TASK TO COMPLETE: Pull out every line in the items below that contains the word "water", and copy each one in full.

TASK DATA:
* * * * * * * * *

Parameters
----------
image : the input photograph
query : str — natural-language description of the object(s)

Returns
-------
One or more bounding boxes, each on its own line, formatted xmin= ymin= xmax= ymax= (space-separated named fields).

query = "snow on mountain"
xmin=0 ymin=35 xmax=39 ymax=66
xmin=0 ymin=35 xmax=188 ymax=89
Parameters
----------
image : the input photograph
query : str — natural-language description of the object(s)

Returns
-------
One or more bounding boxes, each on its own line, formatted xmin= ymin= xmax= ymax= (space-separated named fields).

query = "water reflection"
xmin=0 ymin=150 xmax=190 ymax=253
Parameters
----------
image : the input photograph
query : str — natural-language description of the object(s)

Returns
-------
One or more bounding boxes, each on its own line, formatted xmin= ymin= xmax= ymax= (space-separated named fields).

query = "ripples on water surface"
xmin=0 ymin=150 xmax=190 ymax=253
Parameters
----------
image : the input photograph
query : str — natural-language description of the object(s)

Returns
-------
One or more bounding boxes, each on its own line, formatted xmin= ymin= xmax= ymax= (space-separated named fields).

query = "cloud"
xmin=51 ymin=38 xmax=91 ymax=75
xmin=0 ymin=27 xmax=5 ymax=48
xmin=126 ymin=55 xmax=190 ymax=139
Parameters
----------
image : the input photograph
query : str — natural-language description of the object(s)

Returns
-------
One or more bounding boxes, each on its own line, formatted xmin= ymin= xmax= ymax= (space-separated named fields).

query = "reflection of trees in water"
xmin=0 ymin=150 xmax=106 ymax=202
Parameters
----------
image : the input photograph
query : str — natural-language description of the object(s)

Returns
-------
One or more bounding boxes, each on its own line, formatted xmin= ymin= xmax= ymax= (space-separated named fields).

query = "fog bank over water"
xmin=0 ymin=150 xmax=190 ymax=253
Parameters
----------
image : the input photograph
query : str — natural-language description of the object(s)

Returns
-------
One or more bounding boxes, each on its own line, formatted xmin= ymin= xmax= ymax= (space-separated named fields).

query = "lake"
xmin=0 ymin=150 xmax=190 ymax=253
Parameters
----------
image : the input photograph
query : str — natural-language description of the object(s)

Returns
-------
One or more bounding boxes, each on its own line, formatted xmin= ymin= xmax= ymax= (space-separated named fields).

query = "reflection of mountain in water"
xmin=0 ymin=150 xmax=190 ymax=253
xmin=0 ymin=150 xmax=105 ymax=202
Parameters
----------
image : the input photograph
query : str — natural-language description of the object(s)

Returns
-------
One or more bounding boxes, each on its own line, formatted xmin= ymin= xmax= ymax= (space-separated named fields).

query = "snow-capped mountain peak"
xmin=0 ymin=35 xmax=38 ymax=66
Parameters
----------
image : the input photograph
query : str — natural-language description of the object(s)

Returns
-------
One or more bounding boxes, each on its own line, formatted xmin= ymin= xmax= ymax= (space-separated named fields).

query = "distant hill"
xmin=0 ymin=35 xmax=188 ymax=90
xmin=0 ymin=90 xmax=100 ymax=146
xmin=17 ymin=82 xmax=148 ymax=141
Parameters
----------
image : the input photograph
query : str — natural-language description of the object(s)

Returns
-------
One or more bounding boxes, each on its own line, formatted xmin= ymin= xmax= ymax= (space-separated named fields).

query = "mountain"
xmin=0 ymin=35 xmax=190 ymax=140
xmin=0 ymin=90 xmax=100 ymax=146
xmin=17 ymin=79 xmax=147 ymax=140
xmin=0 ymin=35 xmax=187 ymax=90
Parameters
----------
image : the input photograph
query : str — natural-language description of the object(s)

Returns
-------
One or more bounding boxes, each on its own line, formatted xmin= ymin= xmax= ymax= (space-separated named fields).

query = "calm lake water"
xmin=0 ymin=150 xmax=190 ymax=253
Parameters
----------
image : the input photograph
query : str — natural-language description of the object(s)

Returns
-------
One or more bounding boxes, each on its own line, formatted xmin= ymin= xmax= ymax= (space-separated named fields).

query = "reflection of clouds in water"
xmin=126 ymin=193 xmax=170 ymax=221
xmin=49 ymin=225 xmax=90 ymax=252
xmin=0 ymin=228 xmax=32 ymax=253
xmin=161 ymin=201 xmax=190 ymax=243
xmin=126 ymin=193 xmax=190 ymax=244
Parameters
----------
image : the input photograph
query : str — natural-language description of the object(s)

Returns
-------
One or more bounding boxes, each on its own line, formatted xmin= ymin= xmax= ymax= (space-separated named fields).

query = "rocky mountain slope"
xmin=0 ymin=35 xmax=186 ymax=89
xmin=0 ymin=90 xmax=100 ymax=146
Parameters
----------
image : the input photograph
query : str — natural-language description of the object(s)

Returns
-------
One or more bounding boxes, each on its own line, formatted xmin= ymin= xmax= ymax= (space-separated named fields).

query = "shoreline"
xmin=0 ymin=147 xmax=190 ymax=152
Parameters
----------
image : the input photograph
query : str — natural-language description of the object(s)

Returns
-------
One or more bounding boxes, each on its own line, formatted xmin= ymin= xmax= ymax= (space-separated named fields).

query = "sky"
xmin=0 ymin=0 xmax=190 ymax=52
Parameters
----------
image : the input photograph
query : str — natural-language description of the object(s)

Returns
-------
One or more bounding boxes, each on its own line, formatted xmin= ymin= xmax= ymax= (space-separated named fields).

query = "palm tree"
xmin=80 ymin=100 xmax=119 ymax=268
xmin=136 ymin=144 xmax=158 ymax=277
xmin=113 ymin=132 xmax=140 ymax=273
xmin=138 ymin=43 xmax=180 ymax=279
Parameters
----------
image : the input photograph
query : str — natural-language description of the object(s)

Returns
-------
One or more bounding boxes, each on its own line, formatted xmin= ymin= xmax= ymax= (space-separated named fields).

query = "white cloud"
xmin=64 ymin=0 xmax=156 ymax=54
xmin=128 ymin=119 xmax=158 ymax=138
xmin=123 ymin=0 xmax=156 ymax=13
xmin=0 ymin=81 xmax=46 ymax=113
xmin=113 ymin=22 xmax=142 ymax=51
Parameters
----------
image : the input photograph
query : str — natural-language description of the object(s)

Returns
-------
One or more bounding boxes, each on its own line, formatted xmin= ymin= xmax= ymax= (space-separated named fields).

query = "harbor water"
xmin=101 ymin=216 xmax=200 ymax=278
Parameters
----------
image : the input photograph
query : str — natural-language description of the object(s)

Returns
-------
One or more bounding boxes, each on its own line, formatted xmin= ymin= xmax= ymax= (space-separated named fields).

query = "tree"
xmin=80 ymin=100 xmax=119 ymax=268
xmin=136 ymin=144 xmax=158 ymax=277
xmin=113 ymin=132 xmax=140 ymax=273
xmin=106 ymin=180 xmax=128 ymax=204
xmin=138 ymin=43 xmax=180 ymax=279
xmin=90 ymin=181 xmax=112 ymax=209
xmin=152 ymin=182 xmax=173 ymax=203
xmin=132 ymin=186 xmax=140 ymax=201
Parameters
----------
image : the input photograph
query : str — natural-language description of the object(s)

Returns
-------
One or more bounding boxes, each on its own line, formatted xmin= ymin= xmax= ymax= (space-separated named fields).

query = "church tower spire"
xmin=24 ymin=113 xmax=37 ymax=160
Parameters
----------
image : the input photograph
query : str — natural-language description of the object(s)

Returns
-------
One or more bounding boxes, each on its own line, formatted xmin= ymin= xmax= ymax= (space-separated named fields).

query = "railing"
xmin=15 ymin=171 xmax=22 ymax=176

* * * * * * * * *

RESULT:
query = "water reflection"
query = "ripples on water surface"
query = "reflection of trees in water"
query = "fog bank over water"
query = "reflection of mountain in water"
query = "calm lake water"
query = "reflection of clouds in water"
query = "harbor water"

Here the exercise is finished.